= What you are asked to do =
Quote the items below verbatim, starting at the line that contains "the cabinet drawer" and continuing through the final line of the items.

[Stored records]

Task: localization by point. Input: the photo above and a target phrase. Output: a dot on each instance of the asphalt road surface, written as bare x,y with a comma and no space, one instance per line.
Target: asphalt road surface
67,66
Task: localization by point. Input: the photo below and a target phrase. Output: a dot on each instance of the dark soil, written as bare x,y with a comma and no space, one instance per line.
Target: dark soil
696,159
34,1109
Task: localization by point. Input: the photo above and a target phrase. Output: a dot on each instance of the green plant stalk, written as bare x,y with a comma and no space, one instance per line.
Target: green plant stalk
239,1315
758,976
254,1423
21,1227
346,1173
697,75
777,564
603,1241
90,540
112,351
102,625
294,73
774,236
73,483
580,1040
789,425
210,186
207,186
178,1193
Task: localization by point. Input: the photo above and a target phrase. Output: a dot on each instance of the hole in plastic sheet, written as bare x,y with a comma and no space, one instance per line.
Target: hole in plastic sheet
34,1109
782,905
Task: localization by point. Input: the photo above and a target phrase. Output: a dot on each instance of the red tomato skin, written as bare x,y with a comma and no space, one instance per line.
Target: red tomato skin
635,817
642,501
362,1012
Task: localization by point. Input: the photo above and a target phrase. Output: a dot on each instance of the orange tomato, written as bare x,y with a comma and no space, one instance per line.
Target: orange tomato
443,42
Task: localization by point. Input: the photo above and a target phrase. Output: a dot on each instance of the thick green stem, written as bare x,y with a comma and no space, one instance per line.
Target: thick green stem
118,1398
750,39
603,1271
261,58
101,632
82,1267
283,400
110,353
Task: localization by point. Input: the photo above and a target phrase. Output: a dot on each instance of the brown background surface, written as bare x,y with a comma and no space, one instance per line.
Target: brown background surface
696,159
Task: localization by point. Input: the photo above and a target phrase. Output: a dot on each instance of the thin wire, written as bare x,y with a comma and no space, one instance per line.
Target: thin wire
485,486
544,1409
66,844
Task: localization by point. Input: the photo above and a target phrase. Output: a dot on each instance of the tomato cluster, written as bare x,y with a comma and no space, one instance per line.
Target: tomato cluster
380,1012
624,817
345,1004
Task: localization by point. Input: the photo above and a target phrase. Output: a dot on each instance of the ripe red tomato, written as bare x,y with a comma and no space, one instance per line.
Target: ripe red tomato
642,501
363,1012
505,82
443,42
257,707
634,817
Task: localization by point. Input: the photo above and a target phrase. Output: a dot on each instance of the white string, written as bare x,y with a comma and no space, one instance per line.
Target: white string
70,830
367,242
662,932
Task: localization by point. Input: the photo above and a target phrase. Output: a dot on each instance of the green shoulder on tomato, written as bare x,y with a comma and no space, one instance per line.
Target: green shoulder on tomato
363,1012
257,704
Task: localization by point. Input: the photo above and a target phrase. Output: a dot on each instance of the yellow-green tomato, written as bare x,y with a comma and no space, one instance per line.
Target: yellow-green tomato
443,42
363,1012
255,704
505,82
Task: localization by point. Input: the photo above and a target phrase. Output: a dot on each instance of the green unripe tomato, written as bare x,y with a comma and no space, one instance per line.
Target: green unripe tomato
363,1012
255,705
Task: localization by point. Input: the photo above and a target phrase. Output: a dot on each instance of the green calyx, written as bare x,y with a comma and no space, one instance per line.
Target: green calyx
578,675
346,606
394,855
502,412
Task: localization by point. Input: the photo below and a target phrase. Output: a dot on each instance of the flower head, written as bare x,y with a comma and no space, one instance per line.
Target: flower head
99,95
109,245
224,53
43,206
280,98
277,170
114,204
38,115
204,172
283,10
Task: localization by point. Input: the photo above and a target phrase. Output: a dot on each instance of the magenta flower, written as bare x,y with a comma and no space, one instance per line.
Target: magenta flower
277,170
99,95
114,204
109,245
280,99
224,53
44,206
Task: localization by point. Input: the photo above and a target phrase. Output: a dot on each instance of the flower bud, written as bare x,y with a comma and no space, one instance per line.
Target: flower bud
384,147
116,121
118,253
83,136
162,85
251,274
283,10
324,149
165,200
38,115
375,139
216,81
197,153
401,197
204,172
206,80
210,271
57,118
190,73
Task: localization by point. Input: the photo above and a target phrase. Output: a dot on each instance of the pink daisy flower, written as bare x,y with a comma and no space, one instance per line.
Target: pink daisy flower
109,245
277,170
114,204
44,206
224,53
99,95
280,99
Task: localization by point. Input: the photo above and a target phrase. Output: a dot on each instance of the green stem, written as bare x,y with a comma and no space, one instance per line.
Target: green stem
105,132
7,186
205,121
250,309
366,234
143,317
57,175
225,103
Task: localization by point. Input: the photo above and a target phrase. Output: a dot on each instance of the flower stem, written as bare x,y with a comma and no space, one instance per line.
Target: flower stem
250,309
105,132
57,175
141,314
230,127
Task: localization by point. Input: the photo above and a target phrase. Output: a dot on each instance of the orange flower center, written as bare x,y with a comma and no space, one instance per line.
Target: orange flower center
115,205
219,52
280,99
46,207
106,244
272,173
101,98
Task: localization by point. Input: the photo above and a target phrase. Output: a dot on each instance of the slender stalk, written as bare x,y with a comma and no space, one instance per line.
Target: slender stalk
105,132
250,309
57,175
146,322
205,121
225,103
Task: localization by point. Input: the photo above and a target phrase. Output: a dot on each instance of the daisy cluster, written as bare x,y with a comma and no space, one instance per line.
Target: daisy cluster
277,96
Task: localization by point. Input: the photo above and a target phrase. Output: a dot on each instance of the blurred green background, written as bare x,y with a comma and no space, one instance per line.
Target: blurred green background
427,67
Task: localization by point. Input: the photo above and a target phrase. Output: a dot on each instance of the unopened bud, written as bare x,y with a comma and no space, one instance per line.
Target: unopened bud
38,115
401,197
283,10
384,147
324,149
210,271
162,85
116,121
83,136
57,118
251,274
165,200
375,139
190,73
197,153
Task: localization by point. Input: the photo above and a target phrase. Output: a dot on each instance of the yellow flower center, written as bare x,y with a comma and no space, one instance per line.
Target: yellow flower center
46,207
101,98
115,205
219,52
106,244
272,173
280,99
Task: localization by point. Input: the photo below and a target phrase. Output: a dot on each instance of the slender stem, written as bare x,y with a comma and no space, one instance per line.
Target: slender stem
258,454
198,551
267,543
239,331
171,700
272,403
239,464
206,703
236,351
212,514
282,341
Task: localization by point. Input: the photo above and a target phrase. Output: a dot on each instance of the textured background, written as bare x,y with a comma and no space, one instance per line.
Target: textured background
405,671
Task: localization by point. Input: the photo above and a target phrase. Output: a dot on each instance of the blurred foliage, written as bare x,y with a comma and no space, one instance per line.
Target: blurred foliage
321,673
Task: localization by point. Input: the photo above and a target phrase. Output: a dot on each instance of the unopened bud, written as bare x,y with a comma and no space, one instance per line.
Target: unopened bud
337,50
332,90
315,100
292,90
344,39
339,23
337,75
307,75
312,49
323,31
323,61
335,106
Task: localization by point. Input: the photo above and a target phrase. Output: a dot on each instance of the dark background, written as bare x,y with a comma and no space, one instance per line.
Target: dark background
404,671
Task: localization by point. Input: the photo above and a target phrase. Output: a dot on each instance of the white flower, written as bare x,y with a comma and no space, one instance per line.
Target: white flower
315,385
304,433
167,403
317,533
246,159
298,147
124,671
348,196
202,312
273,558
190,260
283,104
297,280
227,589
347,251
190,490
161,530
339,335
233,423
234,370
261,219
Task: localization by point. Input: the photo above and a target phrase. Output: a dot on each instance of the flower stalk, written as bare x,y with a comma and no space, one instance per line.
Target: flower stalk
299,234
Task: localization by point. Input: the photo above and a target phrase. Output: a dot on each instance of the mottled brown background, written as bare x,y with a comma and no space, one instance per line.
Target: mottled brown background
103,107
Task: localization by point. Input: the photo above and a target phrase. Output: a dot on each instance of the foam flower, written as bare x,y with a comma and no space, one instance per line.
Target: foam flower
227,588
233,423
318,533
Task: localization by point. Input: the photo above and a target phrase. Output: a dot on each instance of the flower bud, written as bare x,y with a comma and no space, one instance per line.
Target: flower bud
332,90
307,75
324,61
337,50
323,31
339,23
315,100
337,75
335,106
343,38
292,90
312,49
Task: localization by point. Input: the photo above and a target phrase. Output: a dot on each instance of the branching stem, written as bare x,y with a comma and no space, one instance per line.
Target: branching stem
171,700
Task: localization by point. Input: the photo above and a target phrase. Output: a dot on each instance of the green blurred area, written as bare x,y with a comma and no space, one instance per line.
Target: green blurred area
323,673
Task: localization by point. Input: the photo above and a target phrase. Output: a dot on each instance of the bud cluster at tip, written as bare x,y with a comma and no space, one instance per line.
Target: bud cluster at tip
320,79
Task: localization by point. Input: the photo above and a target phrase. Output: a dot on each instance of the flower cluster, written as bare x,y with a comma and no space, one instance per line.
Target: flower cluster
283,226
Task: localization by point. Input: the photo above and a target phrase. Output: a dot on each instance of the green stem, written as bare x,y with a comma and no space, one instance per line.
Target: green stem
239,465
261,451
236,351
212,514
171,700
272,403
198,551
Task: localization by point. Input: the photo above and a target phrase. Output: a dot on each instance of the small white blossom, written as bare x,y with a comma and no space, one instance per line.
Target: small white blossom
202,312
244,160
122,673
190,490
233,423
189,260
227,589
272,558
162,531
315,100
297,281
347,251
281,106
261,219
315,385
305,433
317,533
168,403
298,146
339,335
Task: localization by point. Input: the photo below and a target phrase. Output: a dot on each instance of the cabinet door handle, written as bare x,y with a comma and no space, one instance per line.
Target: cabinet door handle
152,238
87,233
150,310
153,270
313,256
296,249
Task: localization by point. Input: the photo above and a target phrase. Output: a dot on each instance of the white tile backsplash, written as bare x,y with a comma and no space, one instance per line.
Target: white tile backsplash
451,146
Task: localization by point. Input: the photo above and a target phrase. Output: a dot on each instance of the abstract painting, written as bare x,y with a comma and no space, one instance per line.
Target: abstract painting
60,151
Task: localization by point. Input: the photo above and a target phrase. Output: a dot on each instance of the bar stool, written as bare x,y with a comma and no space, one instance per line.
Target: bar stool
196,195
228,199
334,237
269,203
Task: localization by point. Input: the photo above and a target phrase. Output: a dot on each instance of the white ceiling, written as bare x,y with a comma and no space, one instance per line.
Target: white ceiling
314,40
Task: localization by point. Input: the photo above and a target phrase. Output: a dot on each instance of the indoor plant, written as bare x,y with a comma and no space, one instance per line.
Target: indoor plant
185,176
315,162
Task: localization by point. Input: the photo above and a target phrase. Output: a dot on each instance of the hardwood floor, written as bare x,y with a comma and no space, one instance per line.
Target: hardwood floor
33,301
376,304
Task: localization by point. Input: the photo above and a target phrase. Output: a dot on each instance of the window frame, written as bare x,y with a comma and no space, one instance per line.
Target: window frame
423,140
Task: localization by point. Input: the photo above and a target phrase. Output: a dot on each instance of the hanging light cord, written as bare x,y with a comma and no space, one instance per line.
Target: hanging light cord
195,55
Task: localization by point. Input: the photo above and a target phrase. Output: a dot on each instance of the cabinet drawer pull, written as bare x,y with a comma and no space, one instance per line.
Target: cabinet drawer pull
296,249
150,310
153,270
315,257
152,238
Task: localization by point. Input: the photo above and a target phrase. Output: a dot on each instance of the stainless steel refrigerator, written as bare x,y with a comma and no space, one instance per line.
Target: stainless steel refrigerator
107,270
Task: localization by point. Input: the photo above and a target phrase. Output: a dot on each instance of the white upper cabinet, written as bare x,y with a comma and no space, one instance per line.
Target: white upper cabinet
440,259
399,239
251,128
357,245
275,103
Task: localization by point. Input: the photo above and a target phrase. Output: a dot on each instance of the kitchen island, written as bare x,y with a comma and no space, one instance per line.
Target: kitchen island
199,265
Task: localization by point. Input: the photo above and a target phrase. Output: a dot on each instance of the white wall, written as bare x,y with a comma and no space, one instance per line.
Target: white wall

= Finished answer =
Task: localization by point. Input: the photo above and a target phrase. Output: a dot on each instance of the cabinet drawer pull, written as bare x,y with a comma and no space, one instance per line.
Target: cabinet drawer pull
296,249
150,310
153,270
315,257
152,238
Task: localization by point. Input: the photo above and a target phrase. Output: a dot on each instance of the stainless steel refrigerator, written as bare x,y with a comma and no space, one instance per line.
Target: stainless steel refrigerator
107,270
Task: localization by point. Input: the photo above and a target phrase. Output: a dot on each instance of the white upper cabinet, written as bare x,y with a comma and no space, one instance per line.
Target: white upper cabinet
440,259
399,239
251,128
357,245
275,103
Task: localization by point. Input: the photo above and a target phrase. Output: a dot on each instance of the kitchen island, written as bare x,y with a comma and no space, one instance per line.
Target: kitchen island
199,265
Task: localization by point. Input: the photo above and a target phrase. Output: a dot on each instance of the white wall, written as bare x,y with a comma and no space, one instance per line.
Target: white wall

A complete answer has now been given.